**Instructions to follow**
How many lines in the material below contain the string "jacket"? Reply with the number alone.

**Information shown**

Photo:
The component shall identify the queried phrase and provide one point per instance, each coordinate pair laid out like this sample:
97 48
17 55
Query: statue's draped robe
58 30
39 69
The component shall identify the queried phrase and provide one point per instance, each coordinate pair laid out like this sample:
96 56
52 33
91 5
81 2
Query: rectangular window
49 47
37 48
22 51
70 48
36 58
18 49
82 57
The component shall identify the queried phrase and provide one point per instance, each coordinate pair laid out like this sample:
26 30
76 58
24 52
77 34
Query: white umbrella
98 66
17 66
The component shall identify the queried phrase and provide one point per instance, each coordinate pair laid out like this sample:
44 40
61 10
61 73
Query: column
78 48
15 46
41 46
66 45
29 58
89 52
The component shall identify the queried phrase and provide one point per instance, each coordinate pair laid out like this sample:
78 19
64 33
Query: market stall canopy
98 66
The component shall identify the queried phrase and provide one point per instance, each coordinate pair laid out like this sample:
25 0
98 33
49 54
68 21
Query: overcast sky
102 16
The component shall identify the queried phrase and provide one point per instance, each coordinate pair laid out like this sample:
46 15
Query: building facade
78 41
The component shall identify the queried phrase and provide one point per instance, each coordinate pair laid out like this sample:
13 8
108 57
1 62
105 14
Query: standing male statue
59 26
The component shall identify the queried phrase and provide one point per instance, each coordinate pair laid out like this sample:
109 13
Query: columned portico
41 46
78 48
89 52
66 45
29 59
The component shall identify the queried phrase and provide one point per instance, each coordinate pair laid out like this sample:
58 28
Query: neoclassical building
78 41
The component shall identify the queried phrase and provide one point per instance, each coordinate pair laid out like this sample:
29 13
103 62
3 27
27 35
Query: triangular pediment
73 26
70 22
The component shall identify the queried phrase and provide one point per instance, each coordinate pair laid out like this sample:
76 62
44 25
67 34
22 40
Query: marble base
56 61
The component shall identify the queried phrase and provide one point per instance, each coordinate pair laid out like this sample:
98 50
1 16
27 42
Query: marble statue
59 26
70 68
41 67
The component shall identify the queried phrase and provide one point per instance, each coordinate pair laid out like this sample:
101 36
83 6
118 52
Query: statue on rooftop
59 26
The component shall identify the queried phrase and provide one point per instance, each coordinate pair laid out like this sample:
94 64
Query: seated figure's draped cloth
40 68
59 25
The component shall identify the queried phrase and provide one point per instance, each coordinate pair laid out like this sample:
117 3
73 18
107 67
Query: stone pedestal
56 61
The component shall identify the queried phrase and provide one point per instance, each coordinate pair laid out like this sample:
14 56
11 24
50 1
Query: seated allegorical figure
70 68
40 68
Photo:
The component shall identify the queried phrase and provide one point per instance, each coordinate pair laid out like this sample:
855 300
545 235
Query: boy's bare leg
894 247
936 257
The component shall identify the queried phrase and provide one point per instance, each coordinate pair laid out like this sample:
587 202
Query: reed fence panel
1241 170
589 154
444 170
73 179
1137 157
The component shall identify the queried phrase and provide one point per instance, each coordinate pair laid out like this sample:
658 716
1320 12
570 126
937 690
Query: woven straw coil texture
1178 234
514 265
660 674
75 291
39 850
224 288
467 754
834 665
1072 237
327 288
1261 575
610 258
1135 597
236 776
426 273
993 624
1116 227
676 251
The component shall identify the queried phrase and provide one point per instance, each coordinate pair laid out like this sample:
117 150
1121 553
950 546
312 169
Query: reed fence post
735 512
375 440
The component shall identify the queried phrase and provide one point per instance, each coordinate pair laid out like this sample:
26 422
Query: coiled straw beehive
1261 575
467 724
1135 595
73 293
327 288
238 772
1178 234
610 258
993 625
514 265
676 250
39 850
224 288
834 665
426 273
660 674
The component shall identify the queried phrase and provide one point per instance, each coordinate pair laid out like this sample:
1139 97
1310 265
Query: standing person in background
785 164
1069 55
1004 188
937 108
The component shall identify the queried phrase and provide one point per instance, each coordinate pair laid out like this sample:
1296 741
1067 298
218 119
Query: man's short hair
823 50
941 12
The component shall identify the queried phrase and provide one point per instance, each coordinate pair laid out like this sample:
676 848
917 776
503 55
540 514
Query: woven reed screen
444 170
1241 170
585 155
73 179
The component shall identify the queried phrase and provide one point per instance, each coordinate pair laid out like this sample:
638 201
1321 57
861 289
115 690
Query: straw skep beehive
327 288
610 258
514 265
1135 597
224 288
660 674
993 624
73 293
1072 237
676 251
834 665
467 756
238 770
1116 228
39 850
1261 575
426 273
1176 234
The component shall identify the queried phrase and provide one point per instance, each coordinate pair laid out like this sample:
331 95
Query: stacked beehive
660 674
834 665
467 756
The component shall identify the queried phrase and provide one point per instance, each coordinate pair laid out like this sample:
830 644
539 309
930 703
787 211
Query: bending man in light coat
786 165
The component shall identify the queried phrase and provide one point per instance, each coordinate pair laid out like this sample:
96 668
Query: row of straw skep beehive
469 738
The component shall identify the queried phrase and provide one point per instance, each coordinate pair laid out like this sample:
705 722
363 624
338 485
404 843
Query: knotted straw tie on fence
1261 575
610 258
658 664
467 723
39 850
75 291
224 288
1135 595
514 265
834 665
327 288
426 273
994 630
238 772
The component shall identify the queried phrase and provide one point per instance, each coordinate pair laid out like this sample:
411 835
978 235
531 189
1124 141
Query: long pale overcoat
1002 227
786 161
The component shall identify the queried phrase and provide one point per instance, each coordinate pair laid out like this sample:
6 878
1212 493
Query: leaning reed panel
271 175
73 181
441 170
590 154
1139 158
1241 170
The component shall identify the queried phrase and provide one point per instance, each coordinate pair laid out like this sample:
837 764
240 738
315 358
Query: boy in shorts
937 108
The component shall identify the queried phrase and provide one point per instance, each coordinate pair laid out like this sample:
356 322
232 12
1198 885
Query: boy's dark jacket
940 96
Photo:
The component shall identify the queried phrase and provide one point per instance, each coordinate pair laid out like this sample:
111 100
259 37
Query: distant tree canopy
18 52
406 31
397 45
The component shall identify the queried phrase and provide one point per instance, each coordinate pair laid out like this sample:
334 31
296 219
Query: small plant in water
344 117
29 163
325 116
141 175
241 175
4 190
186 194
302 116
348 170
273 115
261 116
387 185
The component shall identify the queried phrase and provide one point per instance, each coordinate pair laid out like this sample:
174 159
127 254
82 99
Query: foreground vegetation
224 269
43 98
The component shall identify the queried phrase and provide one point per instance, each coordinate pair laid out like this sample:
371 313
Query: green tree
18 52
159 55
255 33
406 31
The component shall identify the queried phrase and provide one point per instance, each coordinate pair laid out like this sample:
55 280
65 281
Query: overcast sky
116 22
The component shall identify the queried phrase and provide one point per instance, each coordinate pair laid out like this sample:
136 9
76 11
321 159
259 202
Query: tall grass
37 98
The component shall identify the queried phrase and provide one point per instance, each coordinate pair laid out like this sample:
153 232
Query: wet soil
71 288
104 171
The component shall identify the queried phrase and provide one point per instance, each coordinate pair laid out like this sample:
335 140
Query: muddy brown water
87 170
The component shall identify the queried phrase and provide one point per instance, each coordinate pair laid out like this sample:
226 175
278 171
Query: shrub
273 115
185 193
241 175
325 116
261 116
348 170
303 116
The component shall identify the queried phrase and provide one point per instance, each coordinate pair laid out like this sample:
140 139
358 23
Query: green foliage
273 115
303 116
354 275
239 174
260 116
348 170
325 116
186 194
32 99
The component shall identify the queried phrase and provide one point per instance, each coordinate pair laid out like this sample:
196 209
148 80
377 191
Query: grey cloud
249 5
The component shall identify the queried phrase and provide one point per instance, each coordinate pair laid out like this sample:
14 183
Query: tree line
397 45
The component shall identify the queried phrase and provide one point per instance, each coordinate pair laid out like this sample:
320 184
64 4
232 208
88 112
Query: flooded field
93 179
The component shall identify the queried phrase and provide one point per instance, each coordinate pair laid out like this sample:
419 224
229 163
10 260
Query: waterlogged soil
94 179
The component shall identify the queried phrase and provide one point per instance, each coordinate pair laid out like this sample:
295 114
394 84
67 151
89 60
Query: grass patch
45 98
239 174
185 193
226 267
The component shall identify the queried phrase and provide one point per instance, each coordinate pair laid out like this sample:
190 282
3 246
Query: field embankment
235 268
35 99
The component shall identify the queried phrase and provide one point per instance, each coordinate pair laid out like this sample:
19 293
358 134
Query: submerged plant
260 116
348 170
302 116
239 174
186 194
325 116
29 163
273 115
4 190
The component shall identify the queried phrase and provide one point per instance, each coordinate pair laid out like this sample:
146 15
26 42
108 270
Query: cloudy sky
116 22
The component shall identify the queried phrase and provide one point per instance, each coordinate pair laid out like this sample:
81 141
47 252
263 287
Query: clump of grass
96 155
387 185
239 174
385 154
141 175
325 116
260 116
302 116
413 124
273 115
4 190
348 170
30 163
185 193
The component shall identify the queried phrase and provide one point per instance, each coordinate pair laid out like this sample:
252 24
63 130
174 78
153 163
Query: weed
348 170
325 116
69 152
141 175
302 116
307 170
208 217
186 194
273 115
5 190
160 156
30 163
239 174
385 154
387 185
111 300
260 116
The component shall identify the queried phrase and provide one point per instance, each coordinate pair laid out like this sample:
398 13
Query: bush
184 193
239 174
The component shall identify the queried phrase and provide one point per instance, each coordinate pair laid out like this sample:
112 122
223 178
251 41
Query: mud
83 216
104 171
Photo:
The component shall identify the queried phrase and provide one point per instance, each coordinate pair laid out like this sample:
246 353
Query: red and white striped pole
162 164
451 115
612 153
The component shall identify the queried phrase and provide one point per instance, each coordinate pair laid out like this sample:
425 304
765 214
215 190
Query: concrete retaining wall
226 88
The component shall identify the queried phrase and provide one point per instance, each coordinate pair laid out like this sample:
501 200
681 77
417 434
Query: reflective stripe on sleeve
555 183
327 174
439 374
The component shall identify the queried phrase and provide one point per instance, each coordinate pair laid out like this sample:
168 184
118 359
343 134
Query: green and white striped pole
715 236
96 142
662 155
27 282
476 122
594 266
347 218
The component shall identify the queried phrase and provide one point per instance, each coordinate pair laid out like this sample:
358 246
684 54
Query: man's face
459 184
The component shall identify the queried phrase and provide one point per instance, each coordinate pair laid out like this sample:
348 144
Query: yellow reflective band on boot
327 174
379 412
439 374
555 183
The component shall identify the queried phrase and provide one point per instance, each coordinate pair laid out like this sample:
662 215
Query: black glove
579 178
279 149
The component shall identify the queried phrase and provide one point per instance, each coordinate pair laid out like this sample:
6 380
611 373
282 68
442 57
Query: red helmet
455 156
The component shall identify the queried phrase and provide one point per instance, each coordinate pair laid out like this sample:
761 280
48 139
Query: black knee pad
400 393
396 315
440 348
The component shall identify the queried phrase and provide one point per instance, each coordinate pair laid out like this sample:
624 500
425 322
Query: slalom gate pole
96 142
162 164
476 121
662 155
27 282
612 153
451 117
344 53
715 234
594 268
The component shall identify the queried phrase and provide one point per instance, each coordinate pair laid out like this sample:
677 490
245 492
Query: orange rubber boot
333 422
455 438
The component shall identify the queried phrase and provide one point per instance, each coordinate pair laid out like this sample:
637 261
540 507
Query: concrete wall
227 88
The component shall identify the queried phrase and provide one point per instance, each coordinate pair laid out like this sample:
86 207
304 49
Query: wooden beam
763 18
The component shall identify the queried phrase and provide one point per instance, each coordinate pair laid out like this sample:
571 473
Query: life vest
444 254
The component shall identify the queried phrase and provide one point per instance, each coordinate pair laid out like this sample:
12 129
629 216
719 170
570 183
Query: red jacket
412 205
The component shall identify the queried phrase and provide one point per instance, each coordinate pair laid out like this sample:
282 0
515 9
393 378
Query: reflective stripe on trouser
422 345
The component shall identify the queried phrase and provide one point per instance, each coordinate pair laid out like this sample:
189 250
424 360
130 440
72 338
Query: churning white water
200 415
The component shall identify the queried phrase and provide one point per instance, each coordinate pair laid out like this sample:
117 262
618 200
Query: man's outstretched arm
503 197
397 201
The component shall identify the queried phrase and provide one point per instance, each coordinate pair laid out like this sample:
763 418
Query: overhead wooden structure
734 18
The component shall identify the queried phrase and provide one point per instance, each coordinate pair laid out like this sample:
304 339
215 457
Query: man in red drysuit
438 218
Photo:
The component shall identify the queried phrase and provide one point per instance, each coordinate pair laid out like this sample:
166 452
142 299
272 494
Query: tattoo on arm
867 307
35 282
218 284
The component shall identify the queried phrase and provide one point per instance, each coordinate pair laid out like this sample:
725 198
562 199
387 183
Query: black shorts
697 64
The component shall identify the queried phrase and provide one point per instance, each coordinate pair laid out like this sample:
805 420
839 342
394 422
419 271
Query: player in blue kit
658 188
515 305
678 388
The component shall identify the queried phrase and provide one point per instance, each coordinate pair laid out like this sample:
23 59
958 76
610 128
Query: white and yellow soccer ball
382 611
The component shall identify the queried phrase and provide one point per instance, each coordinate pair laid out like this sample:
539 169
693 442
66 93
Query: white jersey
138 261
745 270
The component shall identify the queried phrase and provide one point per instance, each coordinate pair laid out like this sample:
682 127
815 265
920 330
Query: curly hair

**Exercise result**
2